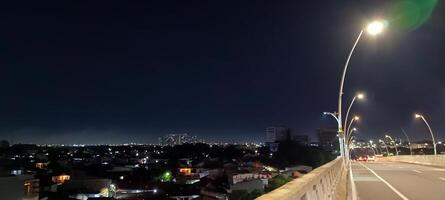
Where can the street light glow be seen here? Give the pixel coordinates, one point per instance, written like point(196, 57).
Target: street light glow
point(375, 27)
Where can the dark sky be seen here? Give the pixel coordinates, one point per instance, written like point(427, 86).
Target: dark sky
point(115, 72)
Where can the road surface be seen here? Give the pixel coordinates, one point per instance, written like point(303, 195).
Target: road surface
point(393, 181)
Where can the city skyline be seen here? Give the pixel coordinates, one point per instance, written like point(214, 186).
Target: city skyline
point(85, 73)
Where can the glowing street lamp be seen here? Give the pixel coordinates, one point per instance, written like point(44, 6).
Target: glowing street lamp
point(376, 27)
point(373, 28)
point(429, 128)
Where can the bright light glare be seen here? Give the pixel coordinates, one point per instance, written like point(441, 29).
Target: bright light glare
point(375, 27)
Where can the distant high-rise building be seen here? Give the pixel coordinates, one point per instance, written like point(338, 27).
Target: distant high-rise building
point(4, 144)
point(178, 139)
point(328, 139)
point(276, 134)
point(302, 139)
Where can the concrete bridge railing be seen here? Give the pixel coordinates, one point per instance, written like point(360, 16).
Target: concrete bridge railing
point(323, 183)
point(431, 160)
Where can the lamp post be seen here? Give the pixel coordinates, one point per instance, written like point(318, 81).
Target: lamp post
point(395, 145)
point(356, 118)
point(350, 136)
point(357, 96)
point(409, 142)
point(372, 147)
point(386, 146)
point(373, 28)
point(429, 128)
point(335, 116)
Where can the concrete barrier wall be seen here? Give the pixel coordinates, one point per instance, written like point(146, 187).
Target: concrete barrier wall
point(431, 160)
point(323, 183)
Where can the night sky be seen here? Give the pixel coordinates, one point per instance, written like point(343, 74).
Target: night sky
point(116, 72)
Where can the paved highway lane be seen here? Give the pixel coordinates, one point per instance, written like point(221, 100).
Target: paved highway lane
point(392, 180)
------
» **Written task**: Drop the images and quote the entries word for word.

» **Complete answer**:
Where can the street light glow be seen here? Give the pixel coordinates, one point per instance, written like point(196, 57).
Target: street light glow
point(375, 27)
Where can the dark sky be seen here? Give the pixel coordinates, one point per instance, written like point(427, 86).
Target: dark sky
point(115, 72)
Where can the road surface be seen here? Give the pixel coordinates, one point per instance, written like point(303, 195).
Target: road surface
point(393, 181)
Where can the city skyline be seen here? Give the pixel coordinates, one point per instance, written like point(214, 186).
Target: city skyline
point(85, 73)
Where can the glowing street lamp be seen here? Give the pixel coordinates, one point per instance, written like point(44, 6).
Target: glowing street lamp
point(376, 27)
point(373, 28)
point(429, 128)
Where can the bright light glare be seen here? Give the pixel coordinates, one point per instance, written like point(441, 29).
Target: bright light glare
point(375, 27)
Where can the distant high-rise building be seen here? Give the pixel coordinates, one point per instance, written like point(338, 27).
Target: distant high-rise building
point(4, 144)
point(178, 139)
point(328, 139)
point(276, 134)
point(302, 139)
Where can the concrete bridge railing be seen here? Give the pixel coordinates, one point per instance, written like point(360, 16).
Target: concrete bridge railing
point(323, 183)
point(431, 160)
Where can the lamp post be seen here? Give the pixel coordinates, one point per instance, written like point(318, 81).
Target: lamp post
point(395, 145)
point(356, 118)
point(350, 136)
point(357, 96)
point(409, 142)
point(372, 147)
point(386, 146)
point(373, 28)
point(429, 128)
point(335, 116)
Where can the concrete barrier wall be seen here? Give the pixel coordinates, one point per instance, written like point(146, 187).
Target: concrete barrier wall
point(431, 160)
point(323, 183)
Where can the night sky be seen here? Give the pixel coordinates, one point per instance, written like point(343, 74).
Target: night sky
point(116, 72)
Where can the paved highway lane be seen here? Give the pixel coordinates, one point per instance, written like point(221, 100).
Target: paved highway lane
point(392, 180)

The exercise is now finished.